* Materials provided:
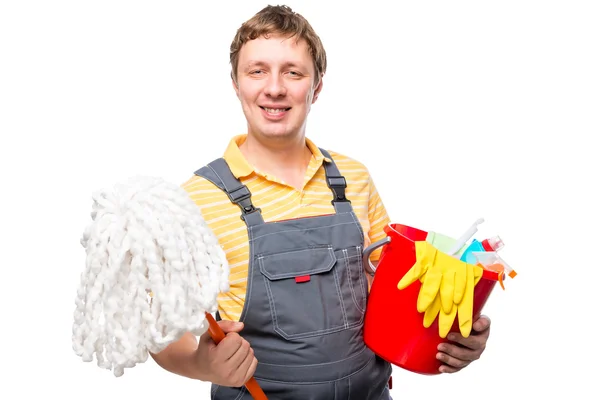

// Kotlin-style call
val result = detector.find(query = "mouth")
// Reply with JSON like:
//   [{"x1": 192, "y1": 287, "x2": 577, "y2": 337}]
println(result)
[{"x1": 259, "y1": 106, "x2": 292, "y2": 115}]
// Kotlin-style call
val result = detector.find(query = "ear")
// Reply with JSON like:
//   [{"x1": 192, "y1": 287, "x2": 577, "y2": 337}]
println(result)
[
  {"x1": 231, "y1": 74, "x2": 240, "y2": 99},
  {"x1": 312, "y1": 74, "x2": 323, "y2": 104}
]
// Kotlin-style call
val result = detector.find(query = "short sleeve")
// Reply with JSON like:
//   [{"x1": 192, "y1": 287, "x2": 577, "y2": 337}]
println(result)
[{"x1": 368, "y1": 175, "x2": 390, "y2": 262}]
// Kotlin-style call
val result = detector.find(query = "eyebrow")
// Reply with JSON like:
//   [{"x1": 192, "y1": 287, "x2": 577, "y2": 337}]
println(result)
[{"x1": 244, "y1": 60, "x2": 303, "y2": 71}]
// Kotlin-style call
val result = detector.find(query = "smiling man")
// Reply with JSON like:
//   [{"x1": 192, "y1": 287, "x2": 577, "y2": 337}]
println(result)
[{"x1": 152, "y1": 6, "x2": 490, "y2": 400}]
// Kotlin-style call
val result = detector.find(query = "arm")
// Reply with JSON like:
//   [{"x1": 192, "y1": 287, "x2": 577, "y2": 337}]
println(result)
[
  {"x1": 150, "y1": 321, "x2": 258, "y2": 387},
  {"x1": 150, "y1": 332, "x2": 202, "y2": 380}
]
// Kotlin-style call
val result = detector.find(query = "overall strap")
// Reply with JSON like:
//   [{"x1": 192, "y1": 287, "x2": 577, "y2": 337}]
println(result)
[
  {"x1": 319, "y1": 148, "x2": 352, "y2": 213},
  {"x1": 194, "y1": 158, "x2": 264, "y2": 226}
]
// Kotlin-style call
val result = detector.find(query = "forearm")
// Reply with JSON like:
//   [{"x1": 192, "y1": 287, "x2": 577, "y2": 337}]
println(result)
[{"x1": 150, "y1": 332, "x2": 200, "y2": 379}]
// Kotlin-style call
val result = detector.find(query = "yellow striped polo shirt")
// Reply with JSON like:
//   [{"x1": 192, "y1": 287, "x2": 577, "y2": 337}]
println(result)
[{"x1": 182, "y1": 134, "x2": 389, "y2": 321}]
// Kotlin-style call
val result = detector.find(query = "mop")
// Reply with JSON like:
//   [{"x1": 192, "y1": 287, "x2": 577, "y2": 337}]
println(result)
[{"x1": 72, "y1": 176, "x2": 266, "y2": 399}]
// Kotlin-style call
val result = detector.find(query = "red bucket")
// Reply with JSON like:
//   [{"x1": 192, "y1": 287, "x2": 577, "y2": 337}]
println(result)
[{"x1": 363, "y1": 224, "x2": 498, "y2": 375}]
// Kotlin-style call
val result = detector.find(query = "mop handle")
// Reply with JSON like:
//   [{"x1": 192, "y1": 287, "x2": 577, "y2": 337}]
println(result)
[{"x1": 206, "y1": 313, "x2": 268, "y2": 400}]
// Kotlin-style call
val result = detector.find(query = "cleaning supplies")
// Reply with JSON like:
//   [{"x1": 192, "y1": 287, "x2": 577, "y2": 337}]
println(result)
[{"x1": 398, "y1": 241, "x2": 483, "y2": 338}]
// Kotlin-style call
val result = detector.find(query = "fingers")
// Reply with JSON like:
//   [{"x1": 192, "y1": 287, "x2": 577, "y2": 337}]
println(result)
[
  {"x1": 217, "y1": 320, "x2": 244, "y2": 333},
  {"x1": 227, "y1": 340, "x2": 258, "y2": 386},
  {"x1": 473, "y1": 315, "x2": 492, "y2": 335},
  {"x1": 244, "y1": 351, "x2": 258, "y2": 383}
]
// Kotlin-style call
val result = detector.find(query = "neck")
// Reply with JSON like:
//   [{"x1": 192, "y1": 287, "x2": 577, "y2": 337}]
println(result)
[{"x1": 240, "y1": 134, "x2": 312, "y2": 188}]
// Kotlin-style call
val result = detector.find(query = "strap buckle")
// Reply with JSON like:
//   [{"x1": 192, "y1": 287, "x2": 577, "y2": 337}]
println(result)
[
  {"x1": 327, "y1": 176, "x2": 350, "y2": 204},
  {"x1": 228, "y1": 185, "x2": 261, "y2": 220}
]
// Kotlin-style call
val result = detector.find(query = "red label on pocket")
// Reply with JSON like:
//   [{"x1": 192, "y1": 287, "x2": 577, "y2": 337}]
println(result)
[{"x1": 296, "y1": 275, "x2": 310, "y2": 283}]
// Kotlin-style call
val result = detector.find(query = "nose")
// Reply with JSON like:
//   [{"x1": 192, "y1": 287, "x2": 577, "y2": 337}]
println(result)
[{"x1": 264, "y1": 74, "x2": 287, "y2": 97}]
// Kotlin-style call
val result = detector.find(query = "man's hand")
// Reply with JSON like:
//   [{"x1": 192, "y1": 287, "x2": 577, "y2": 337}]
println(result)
[
  {"x1": 437, "y1": 315, "x2": 492, "y2": 374},
  {"x1": 196, "y1": 321, "x2": 258, "y2": 387}
]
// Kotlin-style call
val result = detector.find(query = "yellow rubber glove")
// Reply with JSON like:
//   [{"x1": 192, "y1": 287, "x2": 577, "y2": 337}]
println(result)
[{"x1": 398, "y1": 241, "x2": 483, "y2": 338}]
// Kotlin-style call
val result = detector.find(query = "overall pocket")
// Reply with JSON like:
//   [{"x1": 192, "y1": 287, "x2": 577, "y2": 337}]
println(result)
[{"x1": 257, "y1": 246, "x2": 353, "y2": 339}]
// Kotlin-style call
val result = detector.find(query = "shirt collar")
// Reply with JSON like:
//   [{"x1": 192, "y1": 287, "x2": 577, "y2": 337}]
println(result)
[{"x1": 223, "y1": 134, "x2": 331, "y2": 179}]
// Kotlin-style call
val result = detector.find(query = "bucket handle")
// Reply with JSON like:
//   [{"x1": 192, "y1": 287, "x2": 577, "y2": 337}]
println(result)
[{"x1": 363, "y1": 236, "x2": 392, "y2": 275}]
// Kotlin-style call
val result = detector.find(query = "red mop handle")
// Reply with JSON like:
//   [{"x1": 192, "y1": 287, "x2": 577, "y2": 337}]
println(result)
[{"x1": 206, "y1": 313, "x2": 268, "y2": 400}]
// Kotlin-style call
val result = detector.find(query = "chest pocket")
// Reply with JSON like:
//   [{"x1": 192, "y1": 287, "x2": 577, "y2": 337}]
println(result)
[{"x1": 257, "y1": 246, "x2": 366, "y2": 340}]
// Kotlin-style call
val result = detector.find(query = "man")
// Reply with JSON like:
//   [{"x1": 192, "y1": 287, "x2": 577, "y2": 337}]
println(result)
[{"x1": 153, "y1": 6, "x2": 490, "y2": 400}]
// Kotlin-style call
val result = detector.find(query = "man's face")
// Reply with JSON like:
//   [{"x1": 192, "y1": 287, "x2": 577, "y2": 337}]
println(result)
[{"x1": 233, "y1": 36, "x2": 321, "y2": 143}]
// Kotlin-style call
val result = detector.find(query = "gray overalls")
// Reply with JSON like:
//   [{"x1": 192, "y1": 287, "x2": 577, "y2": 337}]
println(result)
[{"x1": 195, "y1": 150, "x2": 392, "y2": 400}]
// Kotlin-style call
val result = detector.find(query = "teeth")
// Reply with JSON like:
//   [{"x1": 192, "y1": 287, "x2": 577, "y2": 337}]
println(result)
[{"x1": 265, "y1": 107, "x2": 286, "y2": 114}]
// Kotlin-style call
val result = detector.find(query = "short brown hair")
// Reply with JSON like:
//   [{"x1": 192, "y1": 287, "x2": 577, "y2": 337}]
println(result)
[{"x1": 229, "y1": 5, "x2": 327, "y2": 85}]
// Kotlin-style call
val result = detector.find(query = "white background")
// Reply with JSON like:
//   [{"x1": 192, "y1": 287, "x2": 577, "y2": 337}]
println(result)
[{"x1": 0, "y1": 0, "x2": 600, "y2": 400}]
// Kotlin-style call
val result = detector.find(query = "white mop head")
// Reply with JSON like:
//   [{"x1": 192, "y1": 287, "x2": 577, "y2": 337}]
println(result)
[{"x1": 73, "y1": 177, "x2": 229, "y2": 376}]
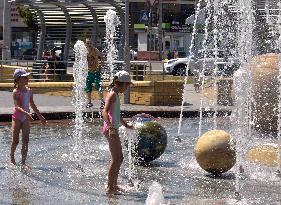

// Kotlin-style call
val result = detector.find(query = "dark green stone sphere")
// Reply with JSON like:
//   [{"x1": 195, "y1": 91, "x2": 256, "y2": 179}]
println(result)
[{"x1": 135, "y1": 121, "x2": 167, "y2": 162}]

* Exercise brief: Locate each line in the rows above that contains the word "shirt" and copy those lines.

* Worked solution:
val result = detector.find(query = "yellow striped polo shirt")
val result = detector.find(query = "shirt collar")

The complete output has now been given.